-- Quoted passage --
With The X-Files returning to prime-time TV with a limited six-episode event, we thought it would be a good time to revisit the show's standing in our current list of best shows from the New Golden Age of TV. It came in 3rd, behind The Sopranos and Breaking Bad. Still, it's the highest rated science-fiction show on our list, and one that helped shape the relatively recent phenomena of serialized shows with layers of mythology.

Here's our original review of the series as a whole:


THE X-FILES

What it is:
  an accomplished and brilliant FBI agent, Fox Mulder, investigates all manners of paranormal incidents the rest of the Bureau doesn't dare touch. These cases, covertly named X-Files, provide a wealth of strange, fascinating occurrences that a believer in the paranormal like Fox will pursue with an open mind. But he’s teamed with another agent, Dana Scully, who is all about the science, all about debunking Mulder’s beliefs, or at least, his theories.

Like the first two shows on this list, The X-Files has a very compelling hook, but one that's easy to follow. In this case, it's a great setup of opposing viewpoints with two characters that provide a nifty sidebar with their constant (more imagined than stated) sexual tension, but they always keep things professional, thus keeping the audience wondering, if not hoping for their eventual hookup.

-- Task --
Rewrite the part of the review of The X-Files starting with "Here's our original" and going on through "least, his theories.", putting "federal agent" in place of "FBI agent". The lines that come next have no connection to the review of The X-Files.

-- Source data --
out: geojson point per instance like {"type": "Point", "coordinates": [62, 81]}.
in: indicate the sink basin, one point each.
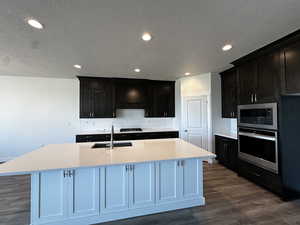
{"type": "Point", "coordinates": [116, 144]}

-- Solution for this exercise --
Here's our original review of the series as a whole:


THE X-FILES

What it is:
  an accomplished and brilliant federal agent, Fox Mulder, investigates all manners of paranormal incidents the rest of the Bureau doesn't dare touch. These cases, covertly named X-Files, provide a wealth of strange, fascinating occurrences that a believer in the paranormal like Fox will pursue with an open mind. But he’s teamed with another agent, Dana Scully, who is all about the science, all about debunking Mulder’s beliefs, or at least, his theories.